• _PAGE TEXT_
Medical Bill Consolidation
Medical emergencies come out of nowhere. Illnesses, accidents and the like can suddenly arise and wreak havoc not only on your health and safety, but on your budget as well. Sometimes, the money that you can get from your insurance company may not be enough to pay for the medical expenses that you’ve incurred. What makes it worse is that some medical providers demand full payment or get creditors to run after you, making it hard for those who don’t have enough money to pay off their debts. If you’re struggling to pay your medical expenses, consider doing medical bill consolidation.
What is medical bill consolidation?
Medical bill consolidation is an option available for those who are having difficulties paying for their medical expenses. Consolidating medical bills simply means combining all of these debts into a single account which requires only one monthly payment that is of a lower amount compared to the multiple monthly payments the debtor will need to juggle previously. What’s good about medical bill consolidation is that you can consolidate all of your other loans and debts together with your medical expenses so that it would be even easier for you to manage your finances. This effectively makes it easier for the person to make the payments regularly and on time.

• _EXERCISE AIM_
Please output the part of the medical bill consolidation page from "What is medical" to "and on time.", copied word for word. The entries come from a source separate from the medical bill consolidation page.

[Dataset items]

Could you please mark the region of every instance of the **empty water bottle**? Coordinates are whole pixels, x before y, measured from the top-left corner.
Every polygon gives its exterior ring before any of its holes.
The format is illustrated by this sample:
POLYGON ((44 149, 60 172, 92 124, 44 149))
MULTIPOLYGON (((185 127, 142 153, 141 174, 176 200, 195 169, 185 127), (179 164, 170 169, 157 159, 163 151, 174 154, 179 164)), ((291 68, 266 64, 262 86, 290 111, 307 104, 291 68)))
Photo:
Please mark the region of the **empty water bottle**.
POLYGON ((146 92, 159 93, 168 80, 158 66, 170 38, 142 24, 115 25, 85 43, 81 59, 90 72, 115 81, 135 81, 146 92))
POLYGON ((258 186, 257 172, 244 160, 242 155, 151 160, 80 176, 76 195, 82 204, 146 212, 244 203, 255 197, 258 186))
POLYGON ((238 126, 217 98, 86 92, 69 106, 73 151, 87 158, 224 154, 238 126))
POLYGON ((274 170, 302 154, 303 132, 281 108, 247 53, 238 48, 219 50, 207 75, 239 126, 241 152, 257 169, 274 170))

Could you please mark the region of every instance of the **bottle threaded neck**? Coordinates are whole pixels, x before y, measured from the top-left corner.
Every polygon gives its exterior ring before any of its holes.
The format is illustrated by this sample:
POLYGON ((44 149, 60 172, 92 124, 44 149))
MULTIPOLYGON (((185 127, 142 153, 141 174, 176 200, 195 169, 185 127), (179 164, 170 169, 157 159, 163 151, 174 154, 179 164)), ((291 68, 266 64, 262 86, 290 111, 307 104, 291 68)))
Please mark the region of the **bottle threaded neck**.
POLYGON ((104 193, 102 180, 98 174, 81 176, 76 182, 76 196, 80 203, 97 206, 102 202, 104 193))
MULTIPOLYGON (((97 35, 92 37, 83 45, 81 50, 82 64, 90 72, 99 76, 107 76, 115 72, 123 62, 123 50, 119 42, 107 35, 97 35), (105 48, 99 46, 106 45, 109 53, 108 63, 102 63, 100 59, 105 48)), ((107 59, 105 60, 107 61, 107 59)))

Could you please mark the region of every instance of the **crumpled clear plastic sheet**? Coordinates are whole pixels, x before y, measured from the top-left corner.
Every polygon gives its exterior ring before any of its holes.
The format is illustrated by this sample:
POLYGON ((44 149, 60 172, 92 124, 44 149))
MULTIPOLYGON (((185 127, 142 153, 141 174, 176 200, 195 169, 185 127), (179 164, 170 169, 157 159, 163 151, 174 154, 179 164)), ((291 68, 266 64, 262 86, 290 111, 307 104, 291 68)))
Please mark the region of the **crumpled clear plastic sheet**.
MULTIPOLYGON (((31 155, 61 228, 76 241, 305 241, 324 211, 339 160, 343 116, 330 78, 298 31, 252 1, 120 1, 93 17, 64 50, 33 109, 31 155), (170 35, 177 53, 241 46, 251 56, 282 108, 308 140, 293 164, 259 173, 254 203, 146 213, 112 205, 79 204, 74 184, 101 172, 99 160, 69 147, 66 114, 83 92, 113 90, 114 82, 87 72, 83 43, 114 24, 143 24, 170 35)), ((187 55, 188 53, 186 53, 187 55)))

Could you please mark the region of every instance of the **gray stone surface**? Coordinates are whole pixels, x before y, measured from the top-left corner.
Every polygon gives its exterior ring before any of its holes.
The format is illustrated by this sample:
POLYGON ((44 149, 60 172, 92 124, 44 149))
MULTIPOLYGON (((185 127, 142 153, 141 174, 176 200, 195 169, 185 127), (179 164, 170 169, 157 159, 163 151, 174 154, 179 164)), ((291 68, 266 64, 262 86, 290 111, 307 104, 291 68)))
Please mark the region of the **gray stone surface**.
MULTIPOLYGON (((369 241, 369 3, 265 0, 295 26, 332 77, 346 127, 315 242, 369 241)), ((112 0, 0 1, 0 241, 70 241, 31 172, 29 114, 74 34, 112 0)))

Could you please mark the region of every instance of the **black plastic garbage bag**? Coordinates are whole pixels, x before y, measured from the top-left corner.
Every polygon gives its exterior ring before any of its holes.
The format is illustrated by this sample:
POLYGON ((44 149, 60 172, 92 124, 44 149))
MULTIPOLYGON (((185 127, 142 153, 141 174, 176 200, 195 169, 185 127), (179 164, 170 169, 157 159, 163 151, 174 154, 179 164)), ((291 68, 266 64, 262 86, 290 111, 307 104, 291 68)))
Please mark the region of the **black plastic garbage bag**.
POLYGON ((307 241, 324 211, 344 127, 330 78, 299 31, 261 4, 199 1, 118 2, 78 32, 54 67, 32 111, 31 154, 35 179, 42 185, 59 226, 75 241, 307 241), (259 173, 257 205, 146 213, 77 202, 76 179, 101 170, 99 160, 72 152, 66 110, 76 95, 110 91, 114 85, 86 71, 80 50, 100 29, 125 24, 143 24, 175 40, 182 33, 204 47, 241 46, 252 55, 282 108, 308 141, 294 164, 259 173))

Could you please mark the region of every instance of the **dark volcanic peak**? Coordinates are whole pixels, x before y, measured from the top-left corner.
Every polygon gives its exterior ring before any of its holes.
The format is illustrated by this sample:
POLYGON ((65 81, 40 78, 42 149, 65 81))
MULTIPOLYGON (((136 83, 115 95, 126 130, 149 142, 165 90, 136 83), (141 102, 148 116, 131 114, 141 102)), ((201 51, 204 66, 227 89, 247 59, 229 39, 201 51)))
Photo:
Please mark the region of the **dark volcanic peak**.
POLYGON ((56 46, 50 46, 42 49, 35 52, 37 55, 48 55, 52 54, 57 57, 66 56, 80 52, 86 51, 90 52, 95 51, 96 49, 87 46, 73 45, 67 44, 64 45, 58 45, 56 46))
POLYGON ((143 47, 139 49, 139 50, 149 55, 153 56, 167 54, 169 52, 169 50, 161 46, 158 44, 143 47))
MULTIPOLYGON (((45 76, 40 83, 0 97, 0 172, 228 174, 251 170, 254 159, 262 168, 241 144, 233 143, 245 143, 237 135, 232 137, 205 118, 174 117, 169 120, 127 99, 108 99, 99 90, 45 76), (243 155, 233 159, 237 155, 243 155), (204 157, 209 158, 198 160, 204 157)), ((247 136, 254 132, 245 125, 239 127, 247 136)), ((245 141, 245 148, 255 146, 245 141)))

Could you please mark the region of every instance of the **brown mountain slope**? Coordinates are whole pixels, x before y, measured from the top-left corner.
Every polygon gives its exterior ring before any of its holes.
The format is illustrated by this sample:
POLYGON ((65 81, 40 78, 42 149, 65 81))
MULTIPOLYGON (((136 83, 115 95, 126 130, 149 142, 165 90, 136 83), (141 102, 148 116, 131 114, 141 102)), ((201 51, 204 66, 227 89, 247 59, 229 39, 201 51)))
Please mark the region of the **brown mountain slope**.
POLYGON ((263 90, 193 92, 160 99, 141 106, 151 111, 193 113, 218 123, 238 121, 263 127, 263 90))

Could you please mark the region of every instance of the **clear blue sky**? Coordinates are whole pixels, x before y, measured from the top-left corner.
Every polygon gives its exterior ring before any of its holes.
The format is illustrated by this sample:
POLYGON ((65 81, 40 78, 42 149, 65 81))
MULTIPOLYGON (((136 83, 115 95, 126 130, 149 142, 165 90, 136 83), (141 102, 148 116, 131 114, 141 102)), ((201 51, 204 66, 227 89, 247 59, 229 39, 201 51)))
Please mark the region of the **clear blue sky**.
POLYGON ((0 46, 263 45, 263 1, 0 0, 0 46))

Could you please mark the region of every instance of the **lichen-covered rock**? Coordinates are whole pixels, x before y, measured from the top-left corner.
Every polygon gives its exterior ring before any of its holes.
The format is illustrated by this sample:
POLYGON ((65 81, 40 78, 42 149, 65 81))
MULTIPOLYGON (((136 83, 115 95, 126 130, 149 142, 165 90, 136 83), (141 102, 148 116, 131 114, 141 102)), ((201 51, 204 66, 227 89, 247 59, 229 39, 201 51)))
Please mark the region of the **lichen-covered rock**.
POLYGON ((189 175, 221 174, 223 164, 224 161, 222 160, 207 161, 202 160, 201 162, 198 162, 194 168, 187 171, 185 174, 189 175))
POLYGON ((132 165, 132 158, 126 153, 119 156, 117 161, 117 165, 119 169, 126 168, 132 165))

• _OUTPUT BELOW_
What is medical bill consolidation?
Medical bill consolidation is an option available for those who are having difficulties paying for their medical expenses. Consolidating medical bills simply means combining all of these debts into a single account which requires only one monthly payment that is of a lower amount compared to the multiple monthly payments the debtor will need to juggle previously. What’s good about medical bill consolidation is that you can consolidate all of your other loans and debts together with your medical expenses so that it would be even easier for you to manage your finances. This effectively makes it easier for the person to make the payments regularly and on time.